> **Records to process**
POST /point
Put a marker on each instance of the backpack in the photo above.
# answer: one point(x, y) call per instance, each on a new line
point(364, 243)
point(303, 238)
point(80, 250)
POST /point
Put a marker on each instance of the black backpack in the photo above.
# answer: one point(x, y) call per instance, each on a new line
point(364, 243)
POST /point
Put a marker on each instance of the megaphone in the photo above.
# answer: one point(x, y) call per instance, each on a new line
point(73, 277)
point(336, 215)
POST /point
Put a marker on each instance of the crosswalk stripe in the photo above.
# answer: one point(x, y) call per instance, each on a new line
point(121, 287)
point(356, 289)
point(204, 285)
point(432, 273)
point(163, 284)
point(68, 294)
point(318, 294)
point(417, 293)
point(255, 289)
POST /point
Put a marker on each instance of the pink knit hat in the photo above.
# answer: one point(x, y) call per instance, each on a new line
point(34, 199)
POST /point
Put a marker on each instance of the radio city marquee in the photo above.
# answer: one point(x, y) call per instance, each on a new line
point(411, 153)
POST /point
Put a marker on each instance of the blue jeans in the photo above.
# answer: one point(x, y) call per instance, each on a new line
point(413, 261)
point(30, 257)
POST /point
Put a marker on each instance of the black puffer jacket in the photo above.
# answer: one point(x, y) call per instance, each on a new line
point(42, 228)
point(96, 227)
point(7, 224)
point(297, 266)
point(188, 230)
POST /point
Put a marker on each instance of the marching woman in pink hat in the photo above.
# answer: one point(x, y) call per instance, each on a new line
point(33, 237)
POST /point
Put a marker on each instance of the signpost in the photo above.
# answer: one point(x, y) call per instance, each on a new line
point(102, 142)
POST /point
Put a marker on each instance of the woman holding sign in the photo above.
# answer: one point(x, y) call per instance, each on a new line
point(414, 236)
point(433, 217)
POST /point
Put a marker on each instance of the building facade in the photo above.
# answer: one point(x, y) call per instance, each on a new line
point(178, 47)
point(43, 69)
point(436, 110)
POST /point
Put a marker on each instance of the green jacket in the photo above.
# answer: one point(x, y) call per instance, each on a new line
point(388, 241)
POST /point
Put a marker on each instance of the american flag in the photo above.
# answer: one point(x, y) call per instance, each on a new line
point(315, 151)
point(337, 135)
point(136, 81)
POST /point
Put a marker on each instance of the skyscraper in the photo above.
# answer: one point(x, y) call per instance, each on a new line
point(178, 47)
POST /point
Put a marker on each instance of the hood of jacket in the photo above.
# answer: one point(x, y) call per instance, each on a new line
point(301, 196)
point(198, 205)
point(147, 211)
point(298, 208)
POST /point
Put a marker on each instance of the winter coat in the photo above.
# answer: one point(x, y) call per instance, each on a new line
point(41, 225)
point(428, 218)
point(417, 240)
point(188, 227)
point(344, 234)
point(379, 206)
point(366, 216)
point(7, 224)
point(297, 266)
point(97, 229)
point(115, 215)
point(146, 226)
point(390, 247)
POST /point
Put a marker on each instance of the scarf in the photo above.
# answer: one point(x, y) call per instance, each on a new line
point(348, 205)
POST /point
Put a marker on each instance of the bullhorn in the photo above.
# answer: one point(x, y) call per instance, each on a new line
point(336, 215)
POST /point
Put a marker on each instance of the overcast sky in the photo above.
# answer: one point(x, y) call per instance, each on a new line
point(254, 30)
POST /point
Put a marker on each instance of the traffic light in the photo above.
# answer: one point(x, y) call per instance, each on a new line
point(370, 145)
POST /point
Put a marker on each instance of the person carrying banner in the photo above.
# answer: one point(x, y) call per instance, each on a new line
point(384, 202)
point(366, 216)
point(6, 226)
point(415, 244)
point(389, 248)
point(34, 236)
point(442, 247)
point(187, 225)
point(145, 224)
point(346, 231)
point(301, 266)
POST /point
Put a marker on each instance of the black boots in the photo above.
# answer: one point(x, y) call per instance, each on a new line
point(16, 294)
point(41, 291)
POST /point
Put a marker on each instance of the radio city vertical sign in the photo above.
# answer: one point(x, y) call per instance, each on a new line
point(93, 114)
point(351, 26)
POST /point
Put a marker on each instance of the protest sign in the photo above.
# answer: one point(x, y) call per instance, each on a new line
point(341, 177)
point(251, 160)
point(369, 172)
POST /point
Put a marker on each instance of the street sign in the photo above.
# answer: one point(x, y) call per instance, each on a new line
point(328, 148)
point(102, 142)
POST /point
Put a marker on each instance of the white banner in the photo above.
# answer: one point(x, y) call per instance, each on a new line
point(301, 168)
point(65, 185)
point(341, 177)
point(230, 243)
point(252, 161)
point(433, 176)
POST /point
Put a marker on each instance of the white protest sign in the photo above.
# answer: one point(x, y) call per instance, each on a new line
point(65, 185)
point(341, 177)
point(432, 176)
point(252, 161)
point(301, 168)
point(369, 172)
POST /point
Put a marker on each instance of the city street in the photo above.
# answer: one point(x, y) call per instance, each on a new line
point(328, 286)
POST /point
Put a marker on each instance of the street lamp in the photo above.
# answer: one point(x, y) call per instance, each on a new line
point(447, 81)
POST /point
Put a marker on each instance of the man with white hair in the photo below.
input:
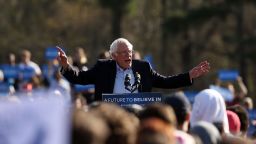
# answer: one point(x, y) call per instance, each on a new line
point(108, 76)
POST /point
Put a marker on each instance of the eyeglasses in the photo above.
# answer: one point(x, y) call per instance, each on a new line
point(124, 53)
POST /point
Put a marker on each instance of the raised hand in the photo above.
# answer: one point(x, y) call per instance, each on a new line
point(199, 70)
point(62, 58)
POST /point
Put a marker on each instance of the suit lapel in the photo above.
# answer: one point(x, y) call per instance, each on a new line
point(112, 75)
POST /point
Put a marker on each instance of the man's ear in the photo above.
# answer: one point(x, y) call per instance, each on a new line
point(113, 56)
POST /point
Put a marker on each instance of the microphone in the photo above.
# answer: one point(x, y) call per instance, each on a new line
point(137, 79)
point(127, 82)
point(136, 84)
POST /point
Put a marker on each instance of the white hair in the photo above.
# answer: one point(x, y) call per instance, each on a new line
point(114, 45)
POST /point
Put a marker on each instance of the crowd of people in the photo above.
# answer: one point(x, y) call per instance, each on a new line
point(210, 119)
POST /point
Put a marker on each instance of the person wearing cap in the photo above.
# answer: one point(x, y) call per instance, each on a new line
point(182, 109)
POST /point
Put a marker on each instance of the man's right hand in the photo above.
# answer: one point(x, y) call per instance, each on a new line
point(62, 58)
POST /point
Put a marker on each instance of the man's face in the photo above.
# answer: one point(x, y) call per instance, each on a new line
point(123, 56)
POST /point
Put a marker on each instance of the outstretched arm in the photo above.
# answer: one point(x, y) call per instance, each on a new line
point(199, 70)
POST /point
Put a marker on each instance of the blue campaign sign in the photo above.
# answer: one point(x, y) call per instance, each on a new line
point(191, 95)
point(51, 53)
point(9, 71)
point(227, 75)
point(83, 88)
point(132, 98)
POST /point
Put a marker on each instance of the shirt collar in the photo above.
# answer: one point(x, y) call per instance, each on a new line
point(119, 69)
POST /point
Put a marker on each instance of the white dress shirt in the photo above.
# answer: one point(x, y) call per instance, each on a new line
point(119, 86)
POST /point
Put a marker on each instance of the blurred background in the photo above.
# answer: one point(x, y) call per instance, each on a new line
point(175, 34)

> **What you are asked to do**
How many lines of the material above contain the string "white", matching case exactly? Reply with the number only.

> **Exercise response**
5